# check valve



## limz_777 (23 Mar 2015)

any good brands on the market  ?


----------



## viktorlantos (23 Mar 2015)

limz_777 said:


> any good brands on the market  ?



Ada plastic ones are great. Not too expensive.


----------



## limz_777 (25 Mar 2015)

cant seem to find the ada plastic one locally , only ruby is available but way past my budget for a check valve , was thinking of getting those brass/stainless steel ones , any particular brands to look out for ?


----------



## Colinlp (25 Mar 2015)

CO2Art do a very nice glass one with a red glass insert, it works very well


----------



## ian_m (25 Mar 2015)

I have one off these. Works well and has locking nuts to ensure pipe cannot be blown off.
http://www.aquaessentials.co.uk/easy-aqua-double-check-valve-p-5666.html


----------



## limz_777 (25 Mar 2015)

- _REQUEST 1_
Retype the records from their first line through the line containing "693 131 720 166", including both of those lines.
- _REQUEST 2_
Continue the forum thread on check valves from the point where it stops.

- _MATERIAL FOR THIS TASK_
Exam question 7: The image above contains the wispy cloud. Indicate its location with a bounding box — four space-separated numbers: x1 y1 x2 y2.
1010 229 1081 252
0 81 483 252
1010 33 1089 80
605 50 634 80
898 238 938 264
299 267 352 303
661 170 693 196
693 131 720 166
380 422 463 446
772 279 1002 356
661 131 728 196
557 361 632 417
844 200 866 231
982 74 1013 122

- _REPLY 1_
Exam question 7: The image above contains the wispy cloud. Indicate its location with a bounding box — four space-separated numbers: x1 y1 x2 y2.
1010 229 1081 252
0 81 483 252
1010 33 1089 80
605 50 634 80
898 238 938 264
299 267 352 303
661 170 693 196
693 131 720 166

- _REPLY 2_
i am currently using the glass type similar to co2 art but different brand , it already start to fail on first day , now it started to leak water  , hmmm just found out both my old brass check valve doesnt work too  , by the way i am using it for a sera inline reactor , lol i swear it a pita when the check valve doesnt work , the co2 line suddenly pop out while i was kinking the line to try the check valve , water starts to gush out , does the easy aqua does his job of stopping water ?


----------



## limz_777 (28 Mar 2015)

finally i solved the issue , thanks for the input guys


----------



## Andy Thurston (28 Mar 2015)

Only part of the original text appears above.